▶ [WORK INSTRUCTIONS]: Lines below containing the word "referee" should be copied out.

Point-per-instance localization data
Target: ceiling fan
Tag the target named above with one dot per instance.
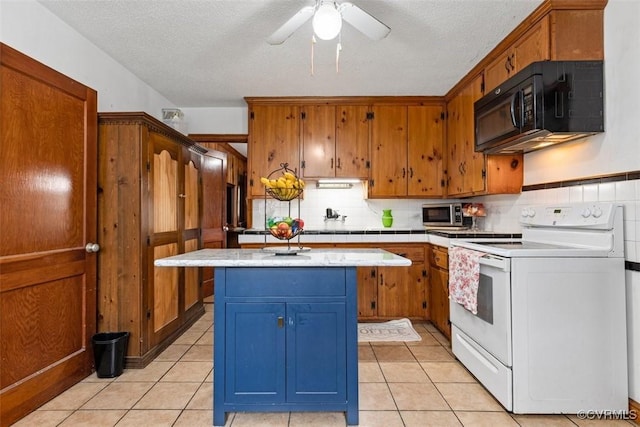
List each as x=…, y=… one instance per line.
x=327, y=22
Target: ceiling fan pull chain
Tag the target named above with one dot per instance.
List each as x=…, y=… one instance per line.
x=313, y=43
x=338, y=49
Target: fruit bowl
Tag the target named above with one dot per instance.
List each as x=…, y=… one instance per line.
x=284, y=194
x=285, y=228
x=284, y=235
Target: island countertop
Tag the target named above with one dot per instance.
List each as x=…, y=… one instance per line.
x=269, y=258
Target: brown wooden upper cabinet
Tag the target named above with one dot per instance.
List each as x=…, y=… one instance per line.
x=274, y=138
x=407, y=147
x=569, y=32
x=469, y=172
x=335, y=141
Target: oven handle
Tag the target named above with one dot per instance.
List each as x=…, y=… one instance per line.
x=494, y=261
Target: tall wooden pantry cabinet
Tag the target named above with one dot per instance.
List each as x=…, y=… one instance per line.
x=149, y=207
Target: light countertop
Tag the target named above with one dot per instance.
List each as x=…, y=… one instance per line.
x=268, y=258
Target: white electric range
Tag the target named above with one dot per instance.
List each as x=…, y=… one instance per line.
x=549, y=335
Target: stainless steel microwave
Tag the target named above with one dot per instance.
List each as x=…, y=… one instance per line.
x=442, y=215
x=546, y=103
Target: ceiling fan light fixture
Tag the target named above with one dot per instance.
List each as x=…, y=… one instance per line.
x=327, y=21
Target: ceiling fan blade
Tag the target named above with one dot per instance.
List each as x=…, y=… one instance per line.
x=363, y=22
x=289, y=27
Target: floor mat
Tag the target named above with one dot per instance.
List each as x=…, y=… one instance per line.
x=393, y=330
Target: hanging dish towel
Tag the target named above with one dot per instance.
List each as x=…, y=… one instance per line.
x=464, y=276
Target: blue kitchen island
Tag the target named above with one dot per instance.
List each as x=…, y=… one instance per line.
x=285, y=327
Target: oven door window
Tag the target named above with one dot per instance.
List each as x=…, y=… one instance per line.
x=485, y=299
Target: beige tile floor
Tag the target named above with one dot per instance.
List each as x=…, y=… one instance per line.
x=401, y=384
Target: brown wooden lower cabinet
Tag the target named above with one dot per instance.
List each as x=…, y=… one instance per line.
x=386, y=293
x=439, y=288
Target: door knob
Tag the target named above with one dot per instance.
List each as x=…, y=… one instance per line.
x=92, y=247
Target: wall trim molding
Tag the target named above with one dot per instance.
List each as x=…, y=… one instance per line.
x=600, y=179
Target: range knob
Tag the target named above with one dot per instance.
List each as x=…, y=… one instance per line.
x=597, y=212
x=528, y=212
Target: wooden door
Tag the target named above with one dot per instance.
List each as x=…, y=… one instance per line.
x=273, y=139
x=352, y=141
x=191, y=199
x=425, y=151
x=319, y=141
x=48, y=164
x=388, y=151
x=214, y=210
x=164, y=238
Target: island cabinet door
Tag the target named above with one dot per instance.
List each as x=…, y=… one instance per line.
x=255, y=353
x=316, y=345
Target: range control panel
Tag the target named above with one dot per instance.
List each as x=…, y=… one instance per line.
x=593, y=215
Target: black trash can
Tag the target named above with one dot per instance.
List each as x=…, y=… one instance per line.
x=109, y=349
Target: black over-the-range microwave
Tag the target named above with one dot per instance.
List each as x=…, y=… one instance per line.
x=546, y=103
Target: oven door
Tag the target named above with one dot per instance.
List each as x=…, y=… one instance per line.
x=482, y=342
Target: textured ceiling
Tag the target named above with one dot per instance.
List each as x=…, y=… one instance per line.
x=213, y=53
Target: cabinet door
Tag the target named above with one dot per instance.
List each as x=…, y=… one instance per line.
x=191, y=197
x=273, y=139
x=319, y=141
x=352, y=141
x=316, y=345
x=402, y=290
x=533, y=46
x=425, y=149
x=255, y=353
x=499, y=70
x=367, y=292
x=388, y=152
x=165, y=237
x=439, y=300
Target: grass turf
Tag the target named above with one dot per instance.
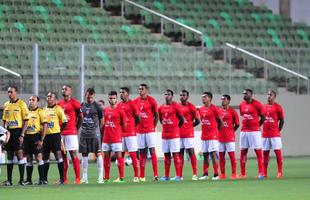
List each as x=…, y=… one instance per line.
x=295, y=185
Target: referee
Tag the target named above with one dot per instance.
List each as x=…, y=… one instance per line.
x=15, y=120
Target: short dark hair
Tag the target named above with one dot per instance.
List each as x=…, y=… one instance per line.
x=38, y=99
x=273, y=92
x=90, y=91
x=226, y=96
x=171, y=92
x=209, y=94
x=126, y=89
x=185, y=91
x=14, y=87
x=249, y=90
x=53, y=93
x=112, y=93
x=144, y=85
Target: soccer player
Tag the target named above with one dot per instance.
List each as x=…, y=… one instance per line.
x=230, y=121
x=191, y=119
x=72, y=109
x=115, y=122
x=210, y=125
x=271, y=132
x=146, y=130
x=253, y=117
x=52, y=140
x=34, y=137
x=129, y=134
x=90, y=134
x=15, y=119
x=171, y=118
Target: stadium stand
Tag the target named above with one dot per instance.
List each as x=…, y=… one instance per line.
x=118, y=52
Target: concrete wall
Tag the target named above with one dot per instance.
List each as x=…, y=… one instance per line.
x=295, y=135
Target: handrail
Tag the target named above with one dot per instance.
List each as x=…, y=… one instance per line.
x=267, y=61
x=163, y=17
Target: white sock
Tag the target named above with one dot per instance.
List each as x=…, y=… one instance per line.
x=85, y=166
x=100, y=167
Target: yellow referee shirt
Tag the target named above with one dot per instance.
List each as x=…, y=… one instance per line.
x=55, y=116
x=14, y=113
x=37, y=117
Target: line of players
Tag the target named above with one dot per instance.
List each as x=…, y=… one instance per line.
x=130, y=126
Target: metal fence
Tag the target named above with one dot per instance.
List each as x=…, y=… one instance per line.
x=107, y=67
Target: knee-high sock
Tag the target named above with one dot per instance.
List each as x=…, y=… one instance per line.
x=181, y=156
x=194, y=163
x=21, y=167
x=100, y=167
x=243, y=158
x=85, y=167
x=76, y=167
x=133, y=156
x=9, y=167
x=107, y=165
x=142, y=162
x=233, y=162
x=177, y=164
x=167, y=163
x=29, y=170
x=154, y=163
x=66, y=165
x=46, y=168
x=259, y=155
x=60, y=165
x=121, y=167
x=41, y=170
x=279, y=157
x=266, y=161
x=222, y=162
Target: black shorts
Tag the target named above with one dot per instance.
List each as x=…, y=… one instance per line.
x=52, y=143
x=30, y=146
x=89, y=145
x=13, y=143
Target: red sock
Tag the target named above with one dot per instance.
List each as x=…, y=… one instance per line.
x=135, y=166
x=167, y=163
x=215, y=168
x=181, y=156
x=66, y=164
x=177, y=164
x=279, y=157
x=76, y=167
x=205, y=169
x=142, y=162
x=120, y=167
x=194, y=163
x=222, y=162
x=259, y=156
x=106, y=165
x=266, y=161
x=243, y=158
x=154, y=163
x=233, y=162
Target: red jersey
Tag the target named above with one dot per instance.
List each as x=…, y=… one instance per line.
x=170, y=121
x=250, y=113
x=114, y=118
x=209, y=125
x=190, y=113
x=146, y=107
x=229, y=118
x=273, y=114
x=72, y=109
x=131, y=112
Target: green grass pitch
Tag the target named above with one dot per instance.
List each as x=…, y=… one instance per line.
x=295, y=185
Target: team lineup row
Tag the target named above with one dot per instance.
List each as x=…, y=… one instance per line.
x=129, y=126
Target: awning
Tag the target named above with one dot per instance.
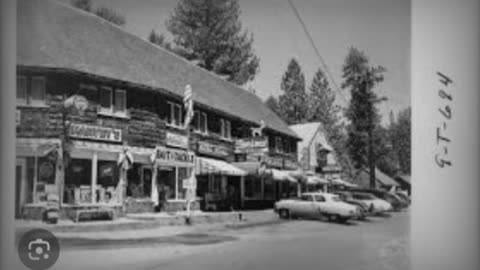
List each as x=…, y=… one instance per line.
x=205, y=166
x=30, y=147
x=314, y=180
x=338, y=181
x=84, y=150
x=280, y=175
x=252, y=167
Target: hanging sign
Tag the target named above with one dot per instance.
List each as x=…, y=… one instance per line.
x=177, y=140
x=172, y=157
x=290, y=164
x=212, y=149
x=18, y=117
x=97, y=133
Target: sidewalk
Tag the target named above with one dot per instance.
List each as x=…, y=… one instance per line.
x=146, y=224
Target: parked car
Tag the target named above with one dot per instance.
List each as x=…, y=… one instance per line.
x=348, y=198
x=316, y=205
x=396, y=203
x=404, y=196
x=376, y=205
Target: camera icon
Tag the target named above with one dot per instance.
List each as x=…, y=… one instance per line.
x=38, y=249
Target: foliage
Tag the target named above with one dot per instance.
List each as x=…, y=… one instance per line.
x=159, y=40
x=293, y=100
x=272, y=103
x=401, y=138
x=110, y=15
x=360, y=78
x=209, y=33
x=83, y=5
x=103, y=12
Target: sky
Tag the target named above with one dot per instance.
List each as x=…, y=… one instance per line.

▶ [ANSWER AREA]:
Target: referee
Target: yellow referee shirt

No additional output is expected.